I’m trying like the dickens to get to the good stuff – it’s just that I want to make sure I show the process – just in case one of you out there in cyber-land wants to try your hand at this stone masonry thing.
First, when I was in the hospital and wheel chair for the last half of last year my trusty concrete contractor Shawn Thomas Masonry – turned out to be not so trusty. Remind me to put a red circle over his picture at my post here. It turns out he’s OK with concrete and he’s a heck of a block layer – but the rest is pretty poor. So after I got back on my feet I gave him the boot.
Lot’s of problems to fix. Like cut electrical wires, buried rain screens and terrible flashing before the black stuff (rain screen went on) So, of course yours truly had to take it all off, tear into the wall to fix the electrical and flashing and drainage issues. Thanks ST.
At all intersections of the stone wall and siding an aluminum flashing was placed in the corners as extra protection. House wrap was added over this. You see the front of the house with the black rain screen material to your left.
Speaking of really bad flashing. I think Shawn Thomas Masonry came up a little short on this one. The purpose of a head or cap flashing is to cover the gap at the top of the window or door to keep water from flowing behind the casing. Take some notes ST.
On the concrete sections of the foundation a couple of courses of stone can go up. Part of this will be covered by dirt when the yard is properly graded. This is put on to keep the weeps up above ground level – you’ll see.

----

- **TASK REQUIREMENTS**
According to the stone masonry post, what is a head or cap flashing for?

----

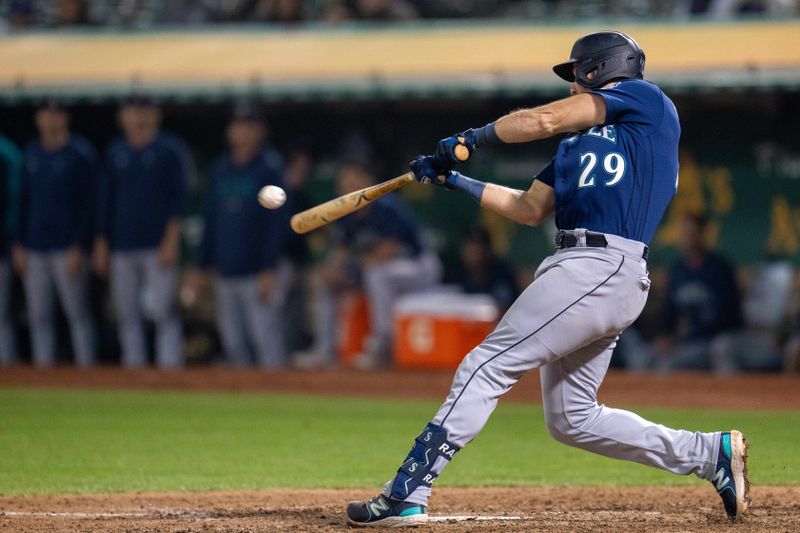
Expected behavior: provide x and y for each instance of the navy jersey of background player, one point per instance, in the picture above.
(142, 189)
(241, 237)
(386, 218)
(57, 195)
(618, 178)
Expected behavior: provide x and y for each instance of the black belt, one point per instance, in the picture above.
(566, 239)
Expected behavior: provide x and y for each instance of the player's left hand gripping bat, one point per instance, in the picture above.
(322, 214)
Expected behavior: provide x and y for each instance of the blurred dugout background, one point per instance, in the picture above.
(382, 80)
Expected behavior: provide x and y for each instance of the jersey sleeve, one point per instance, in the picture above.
(547, 175)
(633, 101)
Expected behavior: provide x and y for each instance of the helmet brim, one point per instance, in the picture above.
(564, 70)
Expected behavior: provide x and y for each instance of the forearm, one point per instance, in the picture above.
(510, 203)
(526, 125)
(526, 207)
(575, 113)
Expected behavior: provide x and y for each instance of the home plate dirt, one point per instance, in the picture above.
(577, 509)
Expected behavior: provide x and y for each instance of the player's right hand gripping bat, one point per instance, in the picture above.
(322, 214)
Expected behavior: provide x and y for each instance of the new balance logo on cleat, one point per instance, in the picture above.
(378, 506)
(381, 511)
(721, 480)
(730, 476)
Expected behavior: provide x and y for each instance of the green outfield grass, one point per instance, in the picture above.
(54, 441)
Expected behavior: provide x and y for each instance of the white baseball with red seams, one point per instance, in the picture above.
(271, 196)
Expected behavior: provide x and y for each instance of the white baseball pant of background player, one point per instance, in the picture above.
(566, 323)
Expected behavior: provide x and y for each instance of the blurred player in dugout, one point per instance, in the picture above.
(377, 249)
(53, 234)
(243, 243)
(140, 208)
(10, 166)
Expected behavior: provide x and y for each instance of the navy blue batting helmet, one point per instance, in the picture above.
(602, 57)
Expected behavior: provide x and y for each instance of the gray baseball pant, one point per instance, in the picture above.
(243, 316)
(8, 345)
(46, 273)
(566, 324)
(143, 288)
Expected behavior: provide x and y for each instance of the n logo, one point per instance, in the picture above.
(377, 506)
(720, 481)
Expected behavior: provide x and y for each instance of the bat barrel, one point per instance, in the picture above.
(322, 214)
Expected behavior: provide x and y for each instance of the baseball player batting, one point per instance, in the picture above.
(608, 185)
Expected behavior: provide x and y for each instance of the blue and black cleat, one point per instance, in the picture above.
(381, 511)
(730, 475)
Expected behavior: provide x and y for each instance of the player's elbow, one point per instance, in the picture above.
(543, 122)
(531, 217)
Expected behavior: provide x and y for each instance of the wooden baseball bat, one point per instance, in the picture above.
(322, 214)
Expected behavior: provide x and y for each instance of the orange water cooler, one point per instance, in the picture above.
(438, 330)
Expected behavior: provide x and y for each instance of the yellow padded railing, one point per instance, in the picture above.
(417, 52)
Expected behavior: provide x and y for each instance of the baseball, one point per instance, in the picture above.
(271, 197)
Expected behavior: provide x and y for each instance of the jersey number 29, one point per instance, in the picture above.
(613, 164)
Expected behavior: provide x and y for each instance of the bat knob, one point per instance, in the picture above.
(461, 152)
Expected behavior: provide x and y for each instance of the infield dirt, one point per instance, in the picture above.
(549, 508)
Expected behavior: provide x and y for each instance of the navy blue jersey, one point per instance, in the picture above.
(619, 177)
(386, 218)
(56, 196)
(240, 237)
(141, 190)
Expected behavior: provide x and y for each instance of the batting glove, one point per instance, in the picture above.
(426, 170)
(444, 156)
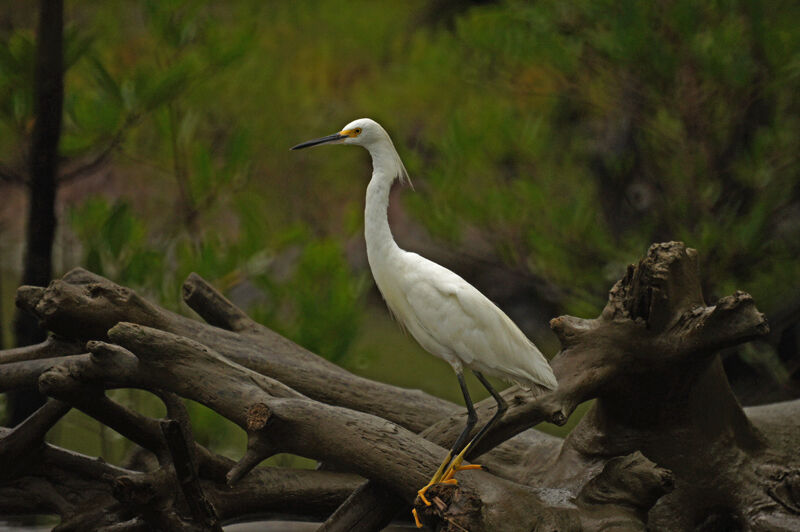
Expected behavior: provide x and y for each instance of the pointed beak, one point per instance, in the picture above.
(323, 140)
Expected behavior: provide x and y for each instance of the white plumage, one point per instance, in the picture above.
(445, 314)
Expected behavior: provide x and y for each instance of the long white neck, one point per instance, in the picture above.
(386, 167)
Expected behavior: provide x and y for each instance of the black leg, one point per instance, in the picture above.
(502, 406)
(472, 417)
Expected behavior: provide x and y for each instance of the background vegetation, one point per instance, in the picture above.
(550, 143)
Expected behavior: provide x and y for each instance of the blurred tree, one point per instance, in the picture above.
(41, 225)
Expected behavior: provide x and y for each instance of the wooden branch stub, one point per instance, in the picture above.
(257, 417)
(28, 297)
(87, 310)
(258, 449)
(213, 307)
(659, 288)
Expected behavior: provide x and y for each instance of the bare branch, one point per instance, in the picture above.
(18, 443)
(200, 507)
(214, 307)
(53, 346)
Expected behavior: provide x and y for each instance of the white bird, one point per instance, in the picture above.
(449, 317)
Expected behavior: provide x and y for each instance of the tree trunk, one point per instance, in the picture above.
(41, 225)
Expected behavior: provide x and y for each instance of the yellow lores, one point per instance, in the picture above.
(446, 315)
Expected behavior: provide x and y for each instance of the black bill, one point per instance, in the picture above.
(323, 140)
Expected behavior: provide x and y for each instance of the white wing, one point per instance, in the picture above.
(453, 320)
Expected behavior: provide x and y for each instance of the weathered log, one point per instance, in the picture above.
(649, 361)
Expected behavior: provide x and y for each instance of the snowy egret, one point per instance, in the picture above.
(449, 317)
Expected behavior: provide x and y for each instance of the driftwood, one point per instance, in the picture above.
(665, 446)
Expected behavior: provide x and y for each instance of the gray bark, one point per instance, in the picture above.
(665, 445)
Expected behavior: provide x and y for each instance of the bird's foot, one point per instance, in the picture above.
(416, 518)
(421, 494)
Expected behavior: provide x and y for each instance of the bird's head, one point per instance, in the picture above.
(369, 134)
(363, 132)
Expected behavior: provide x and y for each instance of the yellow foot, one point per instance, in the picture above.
(421, 494)
(416, 518)
(455, 467)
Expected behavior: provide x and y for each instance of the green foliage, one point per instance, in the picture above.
(318, 303)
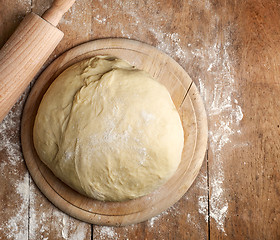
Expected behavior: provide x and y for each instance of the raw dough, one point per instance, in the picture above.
(109, 130)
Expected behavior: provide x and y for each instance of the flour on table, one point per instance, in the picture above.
(226, 113)
(104, 233)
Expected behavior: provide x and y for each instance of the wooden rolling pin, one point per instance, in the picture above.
(26, 51)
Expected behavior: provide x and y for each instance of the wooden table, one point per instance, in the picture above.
(231, 49)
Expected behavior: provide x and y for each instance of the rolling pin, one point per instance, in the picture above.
(27, 50)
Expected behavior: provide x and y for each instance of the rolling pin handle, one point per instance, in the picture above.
(58, 8)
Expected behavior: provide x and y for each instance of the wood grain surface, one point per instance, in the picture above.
(192, 113)
(231, 51)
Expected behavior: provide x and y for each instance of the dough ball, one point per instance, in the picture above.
(109, 130)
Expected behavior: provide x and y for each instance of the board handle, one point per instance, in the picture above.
(58, 8)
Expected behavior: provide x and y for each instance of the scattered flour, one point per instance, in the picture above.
(224, 115)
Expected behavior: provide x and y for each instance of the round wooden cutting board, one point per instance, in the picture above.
(190, 107)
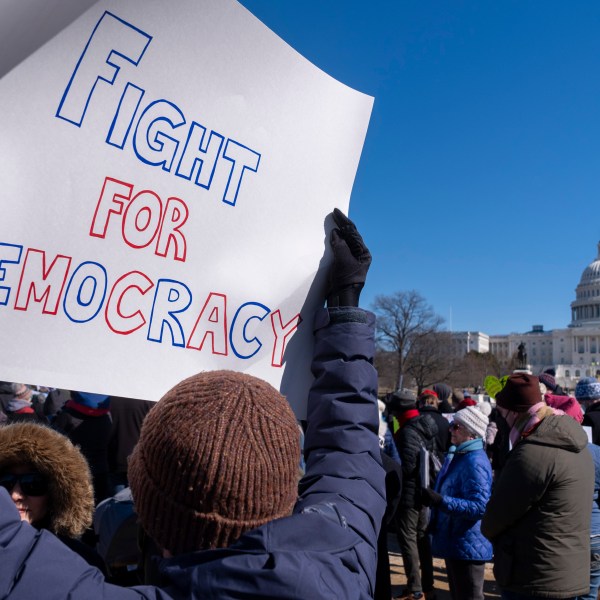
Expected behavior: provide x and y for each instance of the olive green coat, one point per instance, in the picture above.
(538, 518)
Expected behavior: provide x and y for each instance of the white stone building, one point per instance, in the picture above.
(573, 352)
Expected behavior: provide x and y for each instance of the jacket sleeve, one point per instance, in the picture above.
(522, 482)
(475, 492)
(343, 458)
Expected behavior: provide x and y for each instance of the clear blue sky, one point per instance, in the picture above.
(479, 183)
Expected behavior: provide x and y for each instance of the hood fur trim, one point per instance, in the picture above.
(71, 496)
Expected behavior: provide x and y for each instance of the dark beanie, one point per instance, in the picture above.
(217, 456)
(547, 380)
(401, 400)
(443, 390)
(520, 393)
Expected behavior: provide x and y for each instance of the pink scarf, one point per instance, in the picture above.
(523, 424)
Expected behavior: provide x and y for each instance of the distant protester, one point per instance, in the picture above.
(444, 392)
(415, 431)
(587, 392)
(85, 420)
(214, 477)
(539, 550)
(458, 503)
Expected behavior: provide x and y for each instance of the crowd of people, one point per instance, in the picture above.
(216, 491)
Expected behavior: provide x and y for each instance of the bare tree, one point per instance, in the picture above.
(431, 359)
(403, 319)
(473, 369)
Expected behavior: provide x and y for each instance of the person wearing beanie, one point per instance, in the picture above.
(587, 392)
(444, 393)
(539, 550)
(49, 482)
(19, 407)
(85, 420)
(429, 404)
(458, 503)
(548, 378)
(214, 477)
(415, 431)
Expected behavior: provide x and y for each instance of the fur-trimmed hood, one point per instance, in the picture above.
(71, 496)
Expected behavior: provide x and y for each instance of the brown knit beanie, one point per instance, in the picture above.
(520, 392)
(217, 456)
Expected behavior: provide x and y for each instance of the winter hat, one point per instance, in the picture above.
(443, 391)
(473, 419)
(402, 400)
(520, 392)
(587, 388)
(94, 401)
(217, 456)
(457, 396)
(21, 392)
(485, 408)
(70, 492)
(466, 402)
(547, 380)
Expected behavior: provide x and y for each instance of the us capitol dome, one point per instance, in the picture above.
(585, 310)
(573, 352)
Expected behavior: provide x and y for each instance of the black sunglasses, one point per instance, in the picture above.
(32, 484)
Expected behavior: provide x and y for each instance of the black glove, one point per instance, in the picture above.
(430, 497)
(351, 260)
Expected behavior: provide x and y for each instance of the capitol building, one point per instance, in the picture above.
(573, 352)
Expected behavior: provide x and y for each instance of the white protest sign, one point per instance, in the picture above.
(167, 171)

----

- **COMPLETED EXERCISE**
It covers the gap at the top of a window or door to keep water from flowing behind the casing.